--- START ---

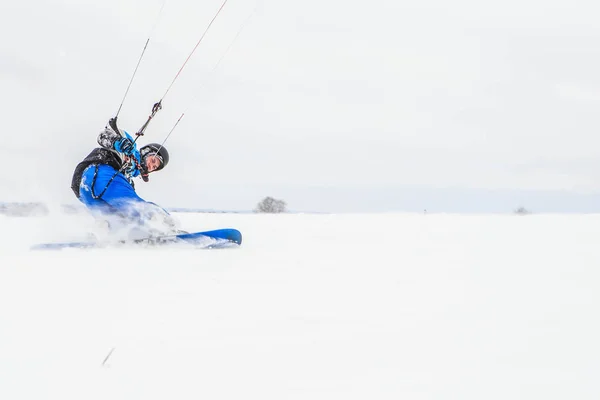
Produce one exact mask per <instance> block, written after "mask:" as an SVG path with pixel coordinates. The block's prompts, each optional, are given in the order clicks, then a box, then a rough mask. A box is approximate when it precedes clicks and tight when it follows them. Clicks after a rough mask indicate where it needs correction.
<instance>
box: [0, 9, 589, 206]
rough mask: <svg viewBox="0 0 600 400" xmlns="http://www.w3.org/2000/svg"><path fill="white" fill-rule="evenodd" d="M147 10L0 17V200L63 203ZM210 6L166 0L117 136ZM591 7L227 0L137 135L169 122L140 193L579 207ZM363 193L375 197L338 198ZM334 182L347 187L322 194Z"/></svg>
mask: <svg viewBox="0 0 600 400" xmlns="http://www.w3.org/2000/svg"><path fill="white" fill-rule="evenodd" d="M162 4H163V2H162V0H146V1H143V2H142V1H128V0H119V1H116V0H114V1H113V0H106V1H103V2H96V1H94V2H91V1H80V0H77V1H75V0H73V1H67V0H64V1H51V2H50V1H23V2H10V3H7V2H4V3H3V4H2V5H1V6H0V34H1V35H2V37H3V38H4V39H3V40H2V41H1V42H0V93H2V96H0V107H2V111H3V115H4V116H5V117H4V121H3V127H4V129H3V132H2V138H3V140H2V143H3V146H2V148H1V150H0V152H2V153H3V154H2V160H3V164H4V165H5V168H3V169H2V171H0V199H4V200H27V199H34V200H40V199H45V200H47V199H48V198H51V199H52V200H54V201H57V202H67V201H68V202H72V201H73V200H74V197H73V196H72V194H71V192H70V190H69V183H70V179H71V174H72V171H73V169H74V167H75V165H76V164H77V163H78V162H79V161H81V159H83V157H85V155H87V154H88V153H89V151H91V149H92V148H93V147H94V146H95V139H96V135H97V133H98V131H99V130H100V129H101V128H102V127H103V126H104V124H105V123H106V121H107V120H108V119H109V118H110V117H111V116H113V115H114V114H115V112H116V110H117V108H118V106H119V104H120V101H121V98H122V96H123V94H124V92H125V89H126V87H127V83H128V81H129V78H130V76H131V73H132V72H133V69H134V67H135V64H136V62H137V59H138V57H139V54H140V53H141V51H142V48H143V45H144V43H145V41H146V39H147V38H148V36H149V35H150V34H151V31H152V27H153V24H154V22H155V21H156V16H157V15H158V12H159V10H160V8H161V5H162ZM220 5H221V0H209V1H205V2H202V3H201V4H198V2H193V1H183V0H170V1H167V2H166V5H165V7H164V10H163V13H162V14H161V18H160V20H159V22H158V24H157V26H156V29H155V30H154V31H153V32H152V36H151V40H150V44H149V47H148V50H147V52H146V56H145V58H144V60H143V61H142V64H141V66H140V70H139V73H138V76H137V77H136V80H135V81H134V84H133V86H132V89H131V92H130V95H129V97H128V98H127V100H126V102H125V105H124V108H123V110H122V112H121V115H120V126H121V127H122V128H124V129H126V130H128V131H132V132H133V131H136V130H137V129H138V128H139V127H140V126H141V124H142V123H143V122H144V121H145V119H146V117H147V116H148V113H149V112H150V108H151V105H152V104H153V103H154V102H155V101H157V100H159V99H160V97H161V96H162V95H163V93H164V92H165V90H166V89H167V87H168V85H169V84H170V82H171V80H172V79H173V77H174V76H175V74H176V72H177V71H178V69H179V68H180V66H181V64H182V63H183V61H184V60H185V58H186V57H187V55H188V54H189V52H190V51H191V50H192V48H193V47H194V45H195V44H196V42H197V40H198V39H199V37H200V35H201V33H202V32H203V31H204V29H205V27H206V25H207V24H208V22H209V21H210V19H211V18H212V16H213V15H214V13H215V12H216V10H217V9H218V8H219V6H220ZM598 11H600V5H598V4H597V3H596V2H592V1H566V0H565V1H532V0H525V1H512V0H511V1H504V2H502V3H490V2H487V3H486V4H482V2H476V1H465V0H460V1H454V2H451V4H450V2H445V1H421V2H418V4H414V2H399V1H393V0H390V1H385V0H375V1H371V2H353V3H352V2H342V1H333V0H329V1H316V0H308V1H303V2H296V1H288V0H278V1H274V0H264V1H260V0H259V1H249V2H242V1H239V0H238V1H236V0H230V1H229V3H228V4H227V5H226V6H225V8H224V10H223V12H222V14H221V15H220V16H219V18H218V19H217V20H216V22H215V24H214V25H213V27H212V28H211V31H210V32H209V33H208V35H207V36H206V38H205V40H204V41H203V43H202V44H201V45H200V47H199V48H198V50H197V51H196V53H195V54H194V56H193V58H192V60H191V61H190V63H189V64H188V65H187V67H186V69H184V71H183V73H182V75H181V76H180V78H179V80H178V81H177V82H176V83H175V85H174V87H173V89H172V90H171V91H170V92H169V94H168V96H167V97H166V99H165V100H164V109H163V110H162V111H161V112H160V113H159V114H158V116H157V117H156V119H155V120H154V121H153V122H152V123H151V125H150V128H149V129H148V131H147V136H146V137H144V138H142V139H140V143H142V144H144V143H147V142H148V141H158V142H160V141H162V139H164V137H165V136H166V134H167V132H168V131H169V130H170V129H171V127H172V126H173V124H174V123H175V121H176V120H177V118H178V117H179V115H180V114H181V113H182V112H185V113H186V116H185V117H184V119H183V120H182V122H181V124H180V125H179V127H178V128H177V129H176V130H175V132H174V133H173V135H172V137H171V138H170V139H169V141H168V142H167V143H168V146H167V147H168V149H169V151H170V152H171V164H170V165H169V168H168V169H166V170H165V171H164V172H161V174H160V175H159V174H156V175H155V176H153V179H152V182H151V184H149V185H146V184H144V183H143V182H141V181H140V183H139V184H138V188H139V189H138V191H139V193H140V194H141V195H142V196H143V197H145V198H147V199H148V200H151V201H155V202H158V203H161V204H163V205H165V206H173V207H174V206H185V207H198V208H237V209H250V208H252V207H253V206H254V204H255V203H256V202H257V201H258V200H260V198H262V197H264V196H266V195H275V196H277V195H280V196H283V195H284V194H285V196H287V197H286V198H285V200H287V201H288V204H289V205H290V207H291V208H296V209H302V208H307V207H310V208H311V209H313V210H319V209H321V210H323V209H327V210H335V209H336V208H337V207H336V204H337V205H340V204H343V206H342V207H340V208H345V209H356V210H386V209H394V208H396V209H402V206H397V205H395V204H390V202H389V201H387V203H386V201H385V200H386V199H387V197H389V196H390V195H391V193H392V192H394V191H395V192H397V191H398V190H404V191H403V193H407V195H408V196H410V190H409V189H407V188H410V187H414V186H418V187H422V188H425V189H427V190H428V189H436V188H437V189H440V190H442V189H443V190H449V189H448V188H451V190H452V191H453V193H455V194H456V195H457V196H459V197H460V196H461V193H462V194H463V195H464V196H468V195H467V192H466V191H464V192H461V190H463V189H464V190H467V189H468V190H481V189H486V190H502V191H508V192H510V191H521V192H519V193H523V192H522V191H525V190H527V191H566V192H572V193H574V196H577V194H578V193H583V194H586V193H588V195H589V193H590V192H595V191H598V189H599V188H600V183H599V182H600V173H599V172H598V171H599V170H600V162H599V161H598V160H599V156H600V139H599V138H598V135H597V129H596V128H597V125H598V122H597V115H596V110H597V107H598V106H599V105H600V79H599V78H598V71H600V49H599V48H598V46H597V43H599V41H600V27H599V26H598V25H597V21H596V19H597V18H596V17H597V15H598ZM248 17H250V19H249V20H248V22H247V24H246V25H245V28H244V30H243V31H242V33H241V34H240V36H239V38H238V40H237V41H235V43H234V44H233V47H232V48H231V49H230V51H229V53H228V54H227V55H226V57H225V58H224V59H223V61H222V63H221V65H220V66H219V68H218V69H217V70H215V71H213V68H214V66H215V64H216V63H217V61H218V60H219V58H220V57H221V56H222V54H223V53H224V51H225V50H226V49H227V48H228V46H229V45H230V44H231V43H232V40H233V38H234V37H235V35H236V33H237V32H238V30H239V29H240V27H241V26H242V24H243V23H244V21H246V20H247V18H248ZM373 185H376V186H377V187H378V188H381V191H380V192H377V193H380V194H377V195H376V196H375V195H371V196H370V200H364V201H355V200H354V199H355V198H356V197H360V196H363V197H364V196H366V197H369V196H368V195H369V193H370V189H369V187H370V186H373ZM315 188H316V189H315ZM319 188H325V189H326V193H328V195H327V196H326V197H322V194H323V193H324V192H319ZM339 188H349V189H348V190H350V192H349V193H350V194H349V195H348V194H346V195H344V196H339V197H329V196H330V194H331V196H333V194H332V193H337V189H339ZM443 190H442V191H440V192H438V195H437V196H435V195H434V196H433V197H436V199H435V202H436V207H439V208H440V209H444V207H446V208H447V206H448V205H447V204H445V203H444V201H443V199H441V197H444V196H445V195H444V193H446V192H444V191H443ZM319 193H321V194H319ZM515 193H516V192H515ZM540 193H541V192H540ZM513 200H514V201H520V200H519V196H515V197H514V198H513ZM468 201H469V198H468V197H465V203H467V202H468ZM484 201H493V200H491V199H490V200H484ZM416 202H417V203H419V202H420V201H419V200H417V201H416ZM428 202H429V203H431V202H432V200H431V197H429V198H427V199H425V198H423V201H422V203H423V206H422V207H421V208H427V203H428ZM542 203H543V201H542ZM496 205H497V203H496ZM517 205H519V204H511V205H509V206H508V207H513V206H517ZM490 207H491V206H490ZM561 207H566V209H567V210H571V211H573V209H574V210H575V211H577V205H576V203H569V202H566V203H564V204H562V206H561ZM491 208H493V207H491ZM464 209H465V210H469V206H468V205H465V207H464Z"/></svg>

--- END ---

**What the task asks:** If a line of the material contains the word "instance", pick it out and copy it.

**Solution to the exercise:**
Produce one exact mask per <instance> block, written after "mask:" as an SVG path with pixel coordinates. The block's prompts, each optional, are given in the order clicks, then a box, then a rough mask. A box is approximate when it precedes clicks and tight when it follows them. Clicks after a rough mask indicate where it needs correction.
<instance>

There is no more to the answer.